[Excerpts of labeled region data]

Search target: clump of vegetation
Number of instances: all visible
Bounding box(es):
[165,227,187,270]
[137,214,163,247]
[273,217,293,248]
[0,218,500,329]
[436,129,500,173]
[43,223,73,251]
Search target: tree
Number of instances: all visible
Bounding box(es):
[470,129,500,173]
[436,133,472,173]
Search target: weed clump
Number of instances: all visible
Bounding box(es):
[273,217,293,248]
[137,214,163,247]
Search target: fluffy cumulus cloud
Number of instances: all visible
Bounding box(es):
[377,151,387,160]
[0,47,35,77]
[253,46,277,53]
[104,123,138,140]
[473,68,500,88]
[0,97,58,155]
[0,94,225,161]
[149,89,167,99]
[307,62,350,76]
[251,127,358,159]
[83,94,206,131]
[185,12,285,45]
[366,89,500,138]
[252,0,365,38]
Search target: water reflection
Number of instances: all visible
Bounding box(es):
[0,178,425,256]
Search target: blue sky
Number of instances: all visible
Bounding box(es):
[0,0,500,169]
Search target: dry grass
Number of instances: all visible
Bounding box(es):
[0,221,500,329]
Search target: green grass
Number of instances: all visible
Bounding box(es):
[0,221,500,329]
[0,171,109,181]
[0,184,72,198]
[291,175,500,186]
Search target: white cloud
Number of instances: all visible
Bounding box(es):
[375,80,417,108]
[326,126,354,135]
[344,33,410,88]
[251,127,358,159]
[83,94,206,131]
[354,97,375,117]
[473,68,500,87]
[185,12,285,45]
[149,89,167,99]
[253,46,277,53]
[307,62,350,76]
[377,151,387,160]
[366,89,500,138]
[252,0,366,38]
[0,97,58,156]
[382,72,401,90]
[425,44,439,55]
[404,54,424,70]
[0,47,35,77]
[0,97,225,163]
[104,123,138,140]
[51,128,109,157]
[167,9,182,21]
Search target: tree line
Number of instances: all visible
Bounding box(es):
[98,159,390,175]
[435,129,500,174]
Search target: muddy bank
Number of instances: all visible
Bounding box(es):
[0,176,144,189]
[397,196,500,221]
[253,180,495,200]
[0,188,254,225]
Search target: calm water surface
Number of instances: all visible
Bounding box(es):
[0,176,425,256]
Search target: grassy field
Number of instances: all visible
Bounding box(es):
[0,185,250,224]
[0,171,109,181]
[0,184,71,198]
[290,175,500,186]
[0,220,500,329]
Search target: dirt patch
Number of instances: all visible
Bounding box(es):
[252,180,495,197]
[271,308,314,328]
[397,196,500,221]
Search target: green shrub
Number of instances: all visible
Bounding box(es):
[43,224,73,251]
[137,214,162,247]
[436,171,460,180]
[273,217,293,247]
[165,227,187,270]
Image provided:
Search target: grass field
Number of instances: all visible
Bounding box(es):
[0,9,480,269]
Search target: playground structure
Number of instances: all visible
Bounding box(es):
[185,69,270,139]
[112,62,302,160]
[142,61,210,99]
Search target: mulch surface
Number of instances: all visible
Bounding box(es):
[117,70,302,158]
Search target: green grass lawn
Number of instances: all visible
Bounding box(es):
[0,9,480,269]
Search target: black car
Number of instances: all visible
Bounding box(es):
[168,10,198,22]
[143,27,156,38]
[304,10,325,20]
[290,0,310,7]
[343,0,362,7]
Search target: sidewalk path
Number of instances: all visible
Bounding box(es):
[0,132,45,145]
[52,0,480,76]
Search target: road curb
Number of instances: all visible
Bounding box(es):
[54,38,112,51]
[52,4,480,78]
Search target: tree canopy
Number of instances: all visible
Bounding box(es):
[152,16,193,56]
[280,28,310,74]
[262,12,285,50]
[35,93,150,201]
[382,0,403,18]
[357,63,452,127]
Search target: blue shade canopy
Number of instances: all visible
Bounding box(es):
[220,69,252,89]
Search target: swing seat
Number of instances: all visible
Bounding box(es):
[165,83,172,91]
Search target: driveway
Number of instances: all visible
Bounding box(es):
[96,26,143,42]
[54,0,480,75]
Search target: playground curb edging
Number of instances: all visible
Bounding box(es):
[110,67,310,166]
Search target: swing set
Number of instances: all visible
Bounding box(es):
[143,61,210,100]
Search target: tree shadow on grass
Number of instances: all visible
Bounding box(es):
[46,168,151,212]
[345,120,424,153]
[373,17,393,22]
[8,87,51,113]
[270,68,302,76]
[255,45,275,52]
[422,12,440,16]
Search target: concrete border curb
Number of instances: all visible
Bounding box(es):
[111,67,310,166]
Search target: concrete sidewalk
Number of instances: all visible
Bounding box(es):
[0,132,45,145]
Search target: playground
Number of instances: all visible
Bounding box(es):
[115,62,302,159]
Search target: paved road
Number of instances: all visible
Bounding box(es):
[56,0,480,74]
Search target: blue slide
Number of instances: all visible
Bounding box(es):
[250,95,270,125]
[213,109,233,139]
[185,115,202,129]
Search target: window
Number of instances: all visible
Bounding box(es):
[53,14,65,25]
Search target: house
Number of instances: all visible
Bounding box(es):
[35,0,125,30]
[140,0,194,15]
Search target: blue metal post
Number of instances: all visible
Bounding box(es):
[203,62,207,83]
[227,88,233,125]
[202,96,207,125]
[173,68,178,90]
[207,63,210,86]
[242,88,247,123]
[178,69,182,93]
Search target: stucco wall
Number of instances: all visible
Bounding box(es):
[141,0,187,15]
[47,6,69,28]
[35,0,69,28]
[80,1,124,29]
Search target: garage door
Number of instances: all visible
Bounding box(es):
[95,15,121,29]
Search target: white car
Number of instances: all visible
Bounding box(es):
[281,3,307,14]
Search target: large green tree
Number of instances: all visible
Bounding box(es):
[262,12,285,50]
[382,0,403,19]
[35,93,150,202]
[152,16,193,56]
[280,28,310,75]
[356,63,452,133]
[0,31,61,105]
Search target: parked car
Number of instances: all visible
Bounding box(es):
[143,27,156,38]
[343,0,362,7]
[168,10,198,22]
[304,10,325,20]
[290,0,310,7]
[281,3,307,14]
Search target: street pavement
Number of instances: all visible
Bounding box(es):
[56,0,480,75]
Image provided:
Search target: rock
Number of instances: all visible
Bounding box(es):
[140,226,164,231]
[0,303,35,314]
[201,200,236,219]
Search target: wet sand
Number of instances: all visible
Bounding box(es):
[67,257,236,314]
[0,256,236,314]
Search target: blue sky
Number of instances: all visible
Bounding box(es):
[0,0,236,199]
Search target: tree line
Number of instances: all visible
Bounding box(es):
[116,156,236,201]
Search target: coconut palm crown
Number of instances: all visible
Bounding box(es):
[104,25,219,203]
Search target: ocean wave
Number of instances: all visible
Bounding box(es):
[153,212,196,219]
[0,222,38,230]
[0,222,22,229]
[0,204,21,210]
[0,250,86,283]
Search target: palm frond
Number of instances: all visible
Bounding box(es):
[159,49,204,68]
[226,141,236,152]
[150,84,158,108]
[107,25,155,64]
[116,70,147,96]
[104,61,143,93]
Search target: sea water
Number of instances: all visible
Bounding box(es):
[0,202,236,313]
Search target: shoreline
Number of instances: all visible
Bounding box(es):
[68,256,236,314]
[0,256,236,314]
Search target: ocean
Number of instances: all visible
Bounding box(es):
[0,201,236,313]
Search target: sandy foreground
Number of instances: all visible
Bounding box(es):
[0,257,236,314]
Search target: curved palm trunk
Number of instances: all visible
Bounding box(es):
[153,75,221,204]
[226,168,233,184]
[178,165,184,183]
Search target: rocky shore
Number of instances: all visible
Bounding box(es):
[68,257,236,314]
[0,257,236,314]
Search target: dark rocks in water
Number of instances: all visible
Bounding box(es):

# PROBLEM DESCRIPTION:
Output every line above without altering anything.

# RESPONSE:
Search target: clump of vegetation
Number of instances: all visible
Bounding box(es):
[165,227,187,270]
[137,214,163,247]
[273,217,293,248]
[0,218,500,329]
[436,129,500,173]
[43,223,73,251]
Search target: tree
Number of instances: all visible
Bounding box(es):
[470,129,500,173]
[436,133,472,173]
Search target: weed clump
Number of instances: all visible
Bounding box(es):
[273,217,293,248]
[137,214,163,247]
Search target: fluffy cumulus cloud
Number of instances: all visible
Bounding box(es):
[377,151,387,160]
[0,47,35,77]
[253,46,277,53]
[104,123,138,140]
[473,68,500,88]
[0,97,58,155]
[0,94,225,161]
[149,89,167,99]
[307,62,350,76]
[251,127,358,159]
[83,94,206,131]
[185,12,285,45]
[366,89,500,138]
[252,0,365,38]
Search target: water reflection
Number of instances: all visible
Bounding box(es):
[0,178,425,256]
Search target: blue sky
Number of instances: all visible
Bounding box(es):
[0,0,500,169]
Search target: dry grass
Number of instances: all visible
Bounding box(es):
[0,221,500,329]
Search target: green grass
Number of instances: all visible
Bounding box(es):
[0,221,500,329]
[0,171,109,181]
[0,184,72,198]
[291,175,500,186]
Search target: white cloud
Number of instances: all visible
Bounding box(es):
[375,80,417,108]
[326,126,354,135]
[344,33,410,88]
[251,127,358,159]
[83,94,206,131]
[354,97,375,117]
[473,68,500,87]
[185,12,285,45]
[149,89,167,99]
[253,46,277,53]
[307,62,350,76]
[377,151,387,160]
[366,89,500,138]
[252,0,366,38]
[0,97,58,156]
[382,72,401,90]
[425,44,439,55]
[404,54,424,70]
[0,47,35,77]
[0,97,225,163]
[104,123,138,140]
[51,128,109,157]
[167,9,182,21]
Search target: tree line
Number of instances: all visible
Bounding box(es):
[98,159,390,175]
[435,129,500,174]
Search target: muddy bank
Number of instances: all visible
Bounding box(es):
[0,176,144,189]
[397,196,500,221]
[253,180,495,200]
[0,188,254,225]
Search target: calm water surface
Number of instances: all visible
Bounding box(es):
[0,176,425,256]
Search target: grassy field
Number of instances: all visible
Bounding box(es):
[0,185,250,224]
[0,171,109,181]
[0,184,71,198]
[290,175,500,186]
[0,220,500,329]
Search target: dirt patch
Number of instances: all visible
Bounding box(es):
[252,180,495,197]
[271,308,314,328]
[397,196,500,221]
Search target: green shrub
Number of instances: all visible
Bounding box(es):
[43,224,73,251]
[137,214,162,247]
[436,171,460,180]
[273,217,293,247]
[165,227,187,270]
Image provided:
Search target: grass field
Number of instances: all visible
Bounding box(es):
[0,9,480,269]
Search target: playground structure
Number of instances: all visible
Bounding box(es):
[185,69,270,139]
[112,62,302,160]
[142,61,210,99]
Search target: mulch surface
Number of instances: all visible
Bounding box(es):
[117,70,302,158]
Search target: green grass lawn
Number of instances: all visible
Bounding box(es):
[0,9,480,269]
Search target: black car
Number of instances: all visible
Bounding box(es):
[168,10,198,22]
[143,27,156,38]
[304,10,325,20]
[290,0,310,7]
[343,0,362,7]
Search target: sidewalk path
Number of instances: all visible
Bounding box(es):
[0,132,45,145]
[52,0,480,76]
Search target: road curb
Number of instances: all visible
Bounding box(es):
[54,38,112,51]
[52,4,480,78]
Search target: tree canopy
Number of instances: all visible
Bounding box(es):
[152,16,193,56]
[280,28,310,74]
[262,12,285,50]
[35,93,150,201]
[382,0,403,18]
[357,63,452,127]
Search target: blue shade canopy
Number of instances: all visible
Bounding box(es):
[220,69,252,89]
Search target: swing seat
Number of instances: all visible
Bounding box(es):
[165,83,172,91]
Search target: driveway
Number of instances: all visible
Bounding box(es):
[96,26,143,42]
[54,0,480,75]
Search target: playground curb edging
Number of instances: all visible
Bounding box(es):
[110,67,310,166]
Search target: swing set
Number of instances: all visible
Bounding box(es):
[143,61,210,100]
Search target: tree shadow on grass
Number of instances: all visible
Bounding box(es):
[46,168,151,212]
[345,120,424,153]
[373,17,393,22]
[8,87,51,113]
[270,68,302,76]
[255,45,275,52]
[422,12,440,16]
Search target: concrete border curb
Number of instances: all visible
Bounding box(es):
[111,67,310,166]
Search target: concrete sidewalk
Number of instances: all visible
Bounding box(es):
[0,132,45,145]
Search target: playground
Number of instances: all visible
Bounding box(es):
[115,62,302,159]
Search target: paved road
Number of instances: all visible
Bounding box(es):
[56,0,480,74]
Search target: blue slide
Number of instances: all visible
Bounding box(es):
[250,95,270,125]
[213,109,233,139]
[185,115,202,129]
Search target: window
Number of instances: all visible
Bounding box(es):
[53,14,65,25]
Search target: house
Number of instances: all visible
Bounding box(es):
[35,0,125,30]
[140,0,194,15]
Search target: blue metal post
Number of instances: all visible
Bounding box(es):
[203,62,207,83]
[227,88,233,125]
[202,96,207,125]
[173,68,178,90]
[207,63,210,86]
[242,88,247,123]
[178,69,182,93]
Search target: stucco wall
Number of instances: all visible
Bounding box(es):
[141,0,187,15]
[47,6,69,28]
[35,0,69,28]
[80,1,124,29]
Search target: garage door
Number of instances: all visible
Bounding box(es):
[95,15,121,29]
Search target: white car
Number of instances: all visible
Bounding box(es):
[281,3,307,14]
Search target: large green tree
Number of instances: all visible
Bounding box(es):
[262,12,285,50]
[382,0,403,19]
[35,93,150,202]
[152,16,193,56]
[280,28,310,75]
[356,63,452,133]
[0,31,61,105]
Search target: parked car
Number of instances: all visible
Bounding box(es):
[143,27,156,38]
[343,0,362,7]
[168,10,198,22]
[304,10,325,20]
[290,0,310,7]
[281,3,307,14]
Search target: street pavement
Number of instances: all visible
Bounding box(es):
[56,0,480,75]
Image provided:
Search target: rock
Number of instances: all visible
Bounding box(es):
[140,226,164,231]
[0,303,35,314]
[201,200,236,219]
Search target: wet sand
Number of instances: all visible
Bounding box(es):
[67,257,236,314]
[0,256,236,314]
Search target: blue sky
Number of instances: all visible
Bounding box(es):
[0,0,236,199]
Search target: tree line
Number of instances: all visible
Bounding box(es):
[116,156,236,201]
Search target: coconut palm crown
Number of instances: all visible
Bounding box(es):
[104,25,219,203]
Search target: ocean wave
Number of instances: all visible
Bounding box(es):
[153,212,196,219]
[0,222,38,230]
[0,222,22,229]
[0,204,21,210]
[0,250,86,283]
Search target: palm frond
Number of instances: all visible
Bounding box(es):
[159,49,204,68]
[226,141,236,152]
[150,84,158,108]
[107,25,155,64]
[116,70,147,96]
[104,61,143,93]
Search target: sea water
Number of instances: all visible
Bounding box(es):
[0,202,236,313]
Search target: shoreline
Number of instances: all visible
Bounding box(es):
[68,256,236,314]
[0,256,236,314]
Search target: ocean
Number of instances: all visible
Bounding box(es):
[0,201,236,313]
Search target: sandy foreground
Number of instances: all visible
Bounding box(es):
[0,257,236,314]
Search target: curved palm trunk
Number of instances: all visible
Bounding box(es):
[153,75,221,204]
[226,168,233,184]
[178,165,184,183]
Search target: rocky shore
Number of instances: all visible
Bounding box(es):
[68,257,236,314]
[0,257,236,314]
Search target: dark rocks in water
Number of instances: all visible
Bounding box(es):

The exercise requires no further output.